:: Problem ::
Reproduce every one of the rows below word for word, changing nothing.

──────── Record extracts ────────

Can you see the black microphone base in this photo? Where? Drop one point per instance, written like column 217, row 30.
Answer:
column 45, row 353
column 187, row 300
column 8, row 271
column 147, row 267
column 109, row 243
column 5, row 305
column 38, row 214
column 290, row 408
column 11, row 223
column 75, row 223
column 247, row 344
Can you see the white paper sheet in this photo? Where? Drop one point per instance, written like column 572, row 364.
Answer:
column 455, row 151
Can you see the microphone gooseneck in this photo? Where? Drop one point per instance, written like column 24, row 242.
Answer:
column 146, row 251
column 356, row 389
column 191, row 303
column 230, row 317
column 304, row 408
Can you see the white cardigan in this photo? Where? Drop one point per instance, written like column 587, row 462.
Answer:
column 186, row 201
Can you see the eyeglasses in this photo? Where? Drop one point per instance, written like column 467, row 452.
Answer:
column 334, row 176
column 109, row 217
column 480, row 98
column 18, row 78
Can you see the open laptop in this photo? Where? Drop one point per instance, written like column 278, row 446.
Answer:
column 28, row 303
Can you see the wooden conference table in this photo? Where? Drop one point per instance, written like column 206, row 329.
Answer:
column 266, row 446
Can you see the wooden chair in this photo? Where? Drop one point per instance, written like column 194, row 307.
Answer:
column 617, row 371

────────

:: Solution to this task ::
Can you see the black microphone base in this photo? Where? Drop one point per instance, written like column 217, row 30.
Answer:
column 45, row 353
column 187, row 300
column 8, row 271
column 147, row 267
column 109, row 243
column 5, row 305
column 38, row 214
column 290, row 408
column 11, row 223
column 75, row 223
column 247, row 344
Can you see the white paper sheet in this photo? Where? Drop one point per instance, written like column 572, row 364.
Answer:
column 455, row 151
Can you see the microphone gooseneck in this photo? Where? Drop one point per instance, written like column 24, row 242.
Answer:
column 146, row 251
column 356, row 389
column 191, row 303
column 230, row 317
column 304, row 408
Can you see the white cardigan in this photo? Where? Drop one point per instance, written like column 587, row 462.
Answer:
column 186, row 201
Can you see the eyeglasses in this photo? Where? Drop one point per instance, written like column 467, row 452.
Answer:
column 334, row 176
column 109, row 217
column 480, row 98
column 18, row 78
Can you see the open laptop in this photo? Where? Drop one point per instance, written like column 278, row 446.
Answer:
column 28, row 303
Can you see the wooden conference table in this photo? Where? Drop one point per instance, written like column 206, row 329.
Answer:
column 266, row 446
Can you see the wooden chair in this photo? Where? Drop one point per instance, written like column 194, row 307.
Answer:
column 617, row 371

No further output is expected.